Work to be completed. Copy out every line of the data below word for word, leaving out the pictures.

Dataset rows.
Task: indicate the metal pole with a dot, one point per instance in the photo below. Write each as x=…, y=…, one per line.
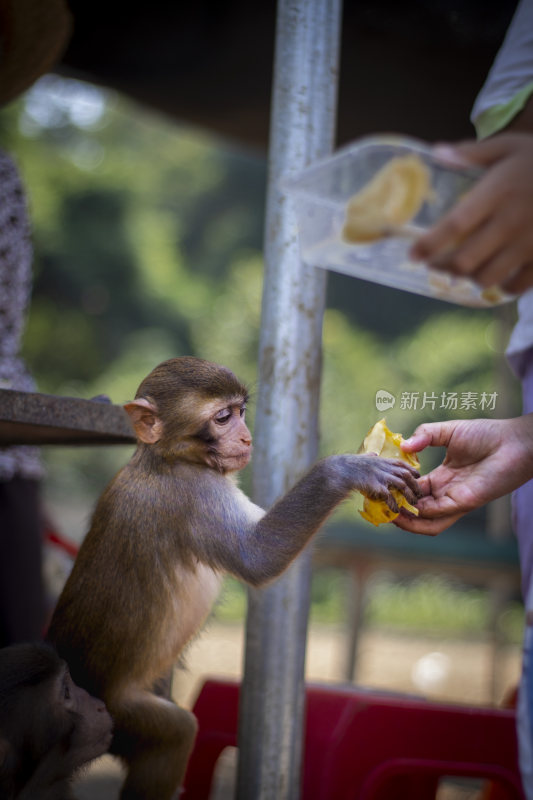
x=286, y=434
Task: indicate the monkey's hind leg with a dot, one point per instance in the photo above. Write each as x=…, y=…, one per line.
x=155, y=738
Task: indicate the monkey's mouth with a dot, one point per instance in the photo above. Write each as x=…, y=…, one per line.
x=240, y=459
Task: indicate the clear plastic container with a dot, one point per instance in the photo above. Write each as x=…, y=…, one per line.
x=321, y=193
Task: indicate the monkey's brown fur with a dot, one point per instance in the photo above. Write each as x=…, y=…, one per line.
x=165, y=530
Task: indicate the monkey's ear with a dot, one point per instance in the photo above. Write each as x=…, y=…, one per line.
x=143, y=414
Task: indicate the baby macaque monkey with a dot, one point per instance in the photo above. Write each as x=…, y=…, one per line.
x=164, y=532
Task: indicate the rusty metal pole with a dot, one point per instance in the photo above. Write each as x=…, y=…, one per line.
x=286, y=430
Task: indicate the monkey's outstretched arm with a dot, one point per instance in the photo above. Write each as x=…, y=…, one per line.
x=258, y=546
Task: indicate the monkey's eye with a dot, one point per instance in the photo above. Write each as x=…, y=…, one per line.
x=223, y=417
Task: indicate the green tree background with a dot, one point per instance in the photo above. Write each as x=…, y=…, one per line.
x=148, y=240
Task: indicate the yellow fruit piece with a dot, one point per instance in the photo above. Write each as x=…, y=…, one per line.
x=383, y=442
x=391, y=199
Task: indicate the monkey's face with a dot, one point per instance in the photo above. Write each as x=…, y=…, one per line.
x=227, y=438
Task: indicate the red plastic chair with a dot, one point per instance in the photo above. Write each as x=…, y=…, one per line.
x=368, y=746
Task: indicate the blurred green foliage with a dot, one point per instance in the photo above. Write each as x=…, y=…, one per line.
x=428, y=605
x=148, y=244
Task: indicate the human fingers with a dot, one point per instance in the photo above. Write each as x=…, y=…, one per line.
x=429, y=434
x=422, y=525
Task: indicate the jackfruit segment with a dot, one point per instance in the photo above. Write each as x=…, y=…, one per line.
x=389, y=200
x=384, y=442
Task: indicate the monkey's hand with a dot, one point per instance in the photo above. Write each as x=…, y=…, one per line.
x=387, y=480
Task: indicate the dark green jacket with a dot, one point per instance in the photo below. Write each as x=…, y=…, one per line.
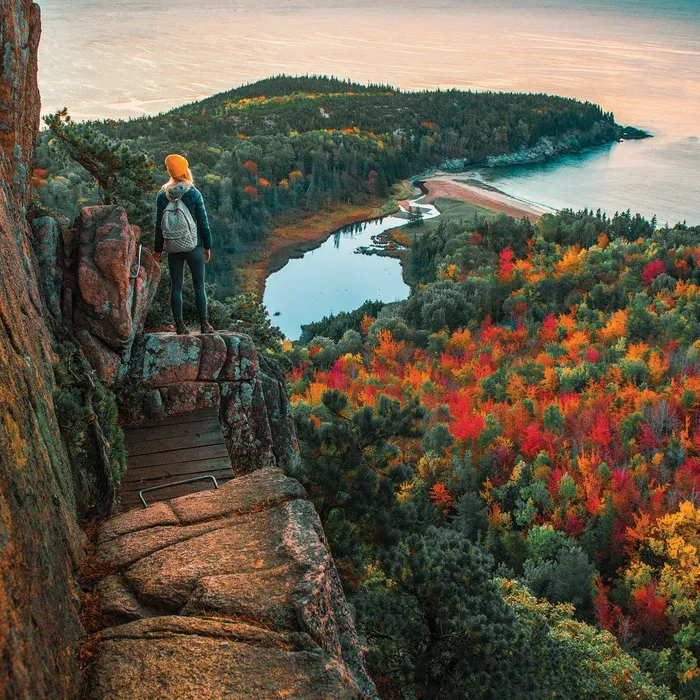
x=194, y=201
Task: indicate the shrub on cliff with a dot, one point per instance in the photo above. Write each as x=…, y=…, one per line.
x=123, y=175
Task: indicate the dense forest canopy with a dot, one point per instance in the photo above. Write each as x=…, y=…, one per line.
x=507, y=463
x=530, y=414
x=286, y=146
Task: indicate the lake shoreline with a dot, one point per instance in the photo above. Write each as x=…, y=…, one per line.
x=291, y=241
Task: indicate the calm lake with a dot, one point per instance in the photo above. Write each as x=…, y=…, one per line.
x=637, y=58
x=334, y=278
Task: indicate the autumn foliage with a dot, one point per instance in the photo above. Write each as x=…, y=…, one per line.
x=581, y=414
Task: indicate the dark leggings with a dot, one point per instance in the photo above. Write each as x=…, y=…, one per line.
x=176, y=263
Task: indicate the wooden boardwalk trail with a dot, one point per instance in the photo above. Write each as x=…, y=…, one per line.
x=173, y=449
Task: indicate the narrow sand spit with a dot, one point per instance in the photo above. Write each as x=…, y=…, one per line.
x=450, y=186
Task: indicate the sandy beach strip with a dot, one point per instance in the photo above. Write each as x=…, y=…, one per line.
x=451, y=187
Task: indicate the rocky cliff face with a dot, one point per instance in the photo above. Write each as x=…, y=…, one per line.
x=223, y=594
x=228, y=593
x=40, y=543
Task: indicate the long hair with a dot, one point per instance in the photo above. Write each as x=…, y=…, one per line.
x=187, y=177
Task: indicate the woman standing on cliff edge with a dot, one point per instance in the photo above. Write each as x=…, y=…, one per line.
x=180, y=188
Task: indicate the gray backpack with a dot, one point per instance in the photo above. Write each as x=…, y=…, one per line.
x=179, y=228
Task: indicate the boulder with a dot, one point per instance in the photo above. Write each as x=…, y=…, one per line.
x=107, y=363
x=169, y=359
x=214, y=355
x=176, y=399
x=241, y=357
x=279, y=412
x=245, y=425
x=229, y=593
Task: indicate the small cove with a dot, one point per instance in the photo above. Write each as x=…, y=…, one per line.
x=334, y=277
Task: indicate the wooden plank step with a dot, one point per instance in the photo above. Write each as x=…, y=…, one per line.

Response.
Task: indicate the metal pole with a dot, one point per instance in the photo below. Write each as x=…, y=…, one per line.
x=286, y=434
Task: indicate the monkey's hind leg with a dot, one point per instance in the photo above. Write each as x=…, y=…, one per line.
x=155, y=738
Task: indicate the monkey's mouth with a dot, one point per instance in the photo above. Write each as x=…, y=…, one per line.
x=240, y=459
Task: indicate the clear plastic container with a dot, one point per instance in the photo above. Write each as x=…, y=…, one per line.
x=321, y=193
Task: indicate the monkey's brown fur with a dot, one point per instance in the photo above. Write each as x=…, y=…, one per line.
x=165, y=530
Task: indicate the monkey's ear with a dot, one point per instance in the photo above. Write each as x=…, y=…, one per line.
x=143, y=414
Task: indicate the baby macaque monkey with a dot, one point per instance in the photo above. Write each as x=…, y=…, one per line.
x=164, y=532
Task: indicate the rusty metal pole with a dot, one point per instance in the photo above. Write each as x=…, y=…, one per line.
x=286, y=430
Task: indicate the monkey's outstretched arm with a dot, one point per instance in the photo above. Write each as x=…, y=…, one per line.
x=258, y=546
Task: indicate the monkey's eye with a dot, one point per instance in the photo above. Write each as x=…, y=…, one per line.
x=223, y=417
Task: indicate the green tree background with a dot, one point per instance in the photo above. Write each as x=…, y=…, one per line.
x=148, y=240
Task: indicate the yellow fruit piece with a dot, one point per instance in the photo above. Write each as x=…, y=…, one per line.
x=383, y=442
x=391, y=199
Task: indicate the monkey's face with a dot, one point per instance in the photo above. Write each as x=…, y=…, one per line.
x=227, y=438
Task: indicate the red plastic chair with a dot, one point per instance in the photo above. Write each as x=…, y=…, one per line.
x=368, y=746
Task: indicate the blurred green foliage with a dot, one point per instance in the photo above. Write each as x=…, y=…, one per line.
x=428, y=605
x=148, y=244
Task: indicate the human fingers with a dot, one point per instance in the photo above. Write each as x=…, y=…, one per line.
x=429, y=434
x=422, y=525
Task: indicate the jackfruit segment with a dot, one point per instance in the photo above. Write each as x=…, y=…, one per line.
x=389, y=200
x=384, y=442
Task: indicate the monkey's hand with a dot, one point per instance in the photo above. Write each as x=…, y=…, one per line.
x=387, y=480
Task: indicate the dark green jacket with a dot, one point per instance in the photo below. Write each as x=…, y=…, one per line.
x=194, y=201
Task: indicate the shrub on cliff with a dot, one point per instance in the photo above. Write each as x=…, y=…, one per line.
x=123, y=175
Task: indicate the dense forest canopy with a dot, one point per instance in the photo above. Write each as x=…, y=…, one per line.
x=507, y=463
x=530, y=414
x=286, y=146
Task: indicate the lake shoreline with a dot, one point per instance in the photo above. Write each as x=…, y=…, one per line.
x=291, y=241
Task: indicate the calm lake with a dot, one point per instance in the photo above. Write each as x=…, y=…, one per line.
x=637, y=58
x=334, y=278
Task: indicate the autumn foliage with a dot, one point per instance in the photo above. Write each as x=…, y=…, one per line.
x=581, y=414
Task: indicate the dark leggings with a dot, one point per instance in the photo above. Write each as x=…, y=…, one per line.
x=176, y=263
Task: indicate the wooden boardwalk trail with a dot, one point per instance in the photo above. Write each as x=…, y=…, one per line.
x=173, y=449
Task: indicate the narrow sand spit with a dot, one point per instance in the photo above. Write each as x=…, y=…, one per line.
x=450, y=186
Task: indicate the sandy beach strip with a dot, one point per instance in the photo above. Write each as x=…, y=…, one per line.
x=451, y=187
Task: indicate the rocky cliff face with a dot, one point per instance in the photo above. Write each as x=…, y=…, one per line.
x=223, y=594
x=228, y=593
x=40, y=543
Task: indicate the long hair with a dot, one point per instance in the photo above. Write each as x=…, y=…, one per line.
x=187, y=177
Task: indicate the woman standing on cliff edge with a dot, one point per instance in the photo above. Write each as x=…, y=…, one per line.
x=180, y=188
Task: indicate the gray backpack with a dot, one point per instance in the photo above. Write each as x=…, y=…, one per line.
x=179, y=228
Task: indicate the boulder with a dot, one point per instance in the photo above. Write each as x=…, y=…, one per line.
x=107, y=363
x=169, y=359
x=214, y=355
x=176, y=399
x=241, y=357
x=279, y=412
x=245, y=425
x=229, y=593
Task: indicate the small cove with a dot, one point per instance in the photo above. Write each as x=…, y=…, one per line.
x=334, y=277
Task: indicate the wooden plank step with a dot, one point per instance in the photo above. Write each as x=…, y=…, one per line.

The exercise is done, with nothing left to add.